[Begin Page]

# Dubai -- confusion and problem about social life



## Jake84 (Mar 29, 2014)

Dear everyone, 

I am from Pakistan, and I was educated in Germany.

I am looking for work in Dubai. However, few things are both confusing and problem. 

Problem comes from reading: penalities for even a kiss ?? 

www dubaifaqs com /dubai-code-of-conduct.php

Confusion comes from reading 

www dubaifaqs com/dubai-code-of-conduct.php 

and 
www dubaifaqs.com living-together-in-dubai.php

Donot they look contradictory. 

Could some one please clear me, is dating with a woman a crime in Dubai? 

How would I manage to live there?

Best 
Jake


PS: I apologize for manipulating the site address since I needed a quick answer. I wrote them although I am not allowed to do so "To be able to post links or images your post count must be 5 or greater. You currently have 0 posts." 
However, I need quick help. 
Thanks for understanding/


----------



## Enzoo (May 15, 2012)

is dating with a woman a crime in Dubai?

no,its not a crime , the only thing to avoid is not to kiss a girl in public .


----------



## Bbay2Oz (May 10, 2010)

Jake84 said:


> Dear everyone,
> 
> Problem comes from reading: penalities for even a kiss ??
> 
> ...


Don't kiss in public. Can you manage this? If yes, you'll manage to live there. Now that the important stuff is out of the way, a quick not so important question.......

..........have you found a job? 

You're welcome.


----------



## Sparki (Mar 22, 2014)

Dating a woman in Dubai is not a crime, but newsflash no single women in here. =) JK.


----------



## CHFIII (Mar 21, 2014)

I have read that cohabitating is illegal and if your girlfriend were to get pregnant a quick exit or marriage would be a good idea according to some news stories I have read but my wife (Pakistani by birth) seemed to think UAE cultural norms were pretty much in line with what she was taught growing up in Pakistan?

[End Page]

Direction 1: Transcribe the thread on social life in Dubai from "Thanks for understanding/" through "in public .".
Direction 2: Finish out the next part of the thread on social life in Dubai, continuing after its final sentence.
The entries are not needed for any of this work.

[Begin Data lines]

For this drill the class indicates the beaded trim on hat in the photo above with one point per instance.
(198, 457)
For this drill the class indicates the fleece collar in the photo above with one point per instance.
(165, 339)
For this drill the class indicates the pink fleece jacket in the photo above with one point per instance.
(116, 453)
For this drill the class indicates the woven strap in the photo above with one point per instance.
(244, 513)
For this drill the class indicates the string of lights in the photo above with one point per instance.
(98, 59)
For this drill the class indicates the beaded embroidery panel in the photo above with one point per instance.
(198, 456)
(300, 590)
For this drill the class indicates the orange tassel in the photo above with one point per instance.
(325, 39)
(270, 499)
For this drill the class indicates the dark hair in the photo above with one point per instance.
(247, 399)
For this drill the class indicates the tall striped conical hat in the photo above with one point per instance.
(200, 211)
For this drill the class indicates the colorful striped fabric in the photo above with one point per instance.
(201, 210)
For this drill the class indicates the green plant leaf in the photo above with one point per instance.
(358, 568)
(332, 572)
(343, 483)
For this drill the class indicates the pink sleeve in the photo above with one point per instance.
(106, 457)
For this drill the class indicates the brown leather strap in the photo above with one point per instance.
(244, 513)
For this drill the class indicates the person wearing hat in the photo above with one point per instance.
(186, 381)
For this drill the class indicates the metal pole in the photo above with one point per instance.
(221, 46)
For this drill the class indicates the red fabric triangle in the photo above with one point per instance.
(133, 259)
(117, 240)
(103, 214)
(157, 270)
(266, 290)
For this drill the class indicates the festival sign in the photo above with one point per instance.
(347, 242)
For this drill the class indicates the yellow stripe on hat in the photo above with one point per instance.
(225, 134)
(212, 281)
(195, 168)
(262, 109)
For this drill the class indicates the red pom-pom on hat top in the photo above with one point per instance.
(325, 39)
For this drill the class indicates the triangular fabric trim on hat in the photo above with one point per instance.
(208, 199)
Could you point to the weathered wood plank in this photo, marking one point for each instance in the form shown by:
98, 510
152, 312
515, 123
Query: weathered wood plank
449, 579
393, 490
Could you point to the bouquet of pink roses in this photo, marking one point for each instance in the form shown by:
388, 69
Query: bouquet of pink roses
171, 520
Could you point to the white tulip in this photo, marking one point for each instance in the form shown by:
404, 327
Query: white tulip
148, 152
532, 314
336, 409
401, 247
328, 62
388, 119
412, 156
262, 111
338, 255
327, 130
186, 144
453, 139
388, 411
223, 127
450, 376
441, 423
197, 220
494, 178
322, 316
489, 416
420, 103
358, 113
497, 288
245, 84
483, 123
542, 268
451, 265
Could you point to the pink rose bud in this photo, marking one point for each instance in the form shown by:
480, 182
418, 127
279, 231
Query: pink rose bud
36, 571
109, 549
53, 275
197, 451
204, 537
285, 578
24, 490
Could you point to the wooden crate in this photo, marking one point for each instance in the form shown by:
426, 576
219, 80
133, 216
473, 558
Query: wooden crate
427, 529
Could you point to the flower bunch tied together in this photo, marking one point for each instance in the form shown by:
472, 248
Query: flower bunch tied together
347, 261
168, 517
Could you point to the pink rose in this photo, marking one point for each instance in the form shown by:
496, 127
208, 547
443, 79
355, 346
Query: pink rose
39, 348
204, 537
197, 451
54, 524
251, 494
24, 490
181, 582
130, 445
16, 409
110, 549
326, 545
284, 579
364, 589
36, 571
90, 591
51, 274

[End Data lines]

Task answer 1:
Thanks for understanding/


----------



## Enzoo (May 15, 2012)

is dating with a woman a crime in Dubai?

no,its not a crime , the only thing to avoid is not to kiss a girl in public .

Task answer 2:
From these forums I gather that foreigners are simply asked to observe local customs in public and keep private life private... Don't test the boundaries and you needn't worry.

However, I get the impression that there are two sets of rules for foreigners - one for those foreigners who come from Islamic countries who are held to a higher standard and a second set of rules for us godless heathen infidels whose impropriety is overlooked so long as we keep it out of the public eye.

Can you veterans confirm or correct my understanding?


----------



## Bbay2Oz (May 10, 2010)

CHFIII said:


> I have read that cohabitating is illegal and if your girlfriend were to get pregnant a quick exit or marriage would be a good idea according to some news stories I have read but my wife (Pakistani by birth) seemed to think UAE cultural norms were pretty much in line with what she was taught growing up in Pakistan?
> 
> From these forums I gather that foreigners are simply asked to observe local customs in public and keep private life private... Don't test the boundaries and you needn't worry.
> 
> ...


The rules/laws were never really enforced in the early days. I recall some folks (tourists I guess?) were in fact quite brazen about it - kissing in public, cohabiting, wearing a bikini to the shop (yep, there was 30 page thread on this in one of the expat forums...lol)....... etc

It was after the GFC/i.e. when the **** hit the fan and Dxb was bailed out by AD that this became one huge issue. There was lot more policing and rules/laws started being enforced. A lot of people got caught out during this transition. I think the rules apply equally (except, I'll just say, if you have connections...ahem)


----------



## RandomDude (Mar 7, 2014)

I am really starting to have doubts that half of you guys are in the UAE

Ok, maybe I should start taking out my camera at the malls.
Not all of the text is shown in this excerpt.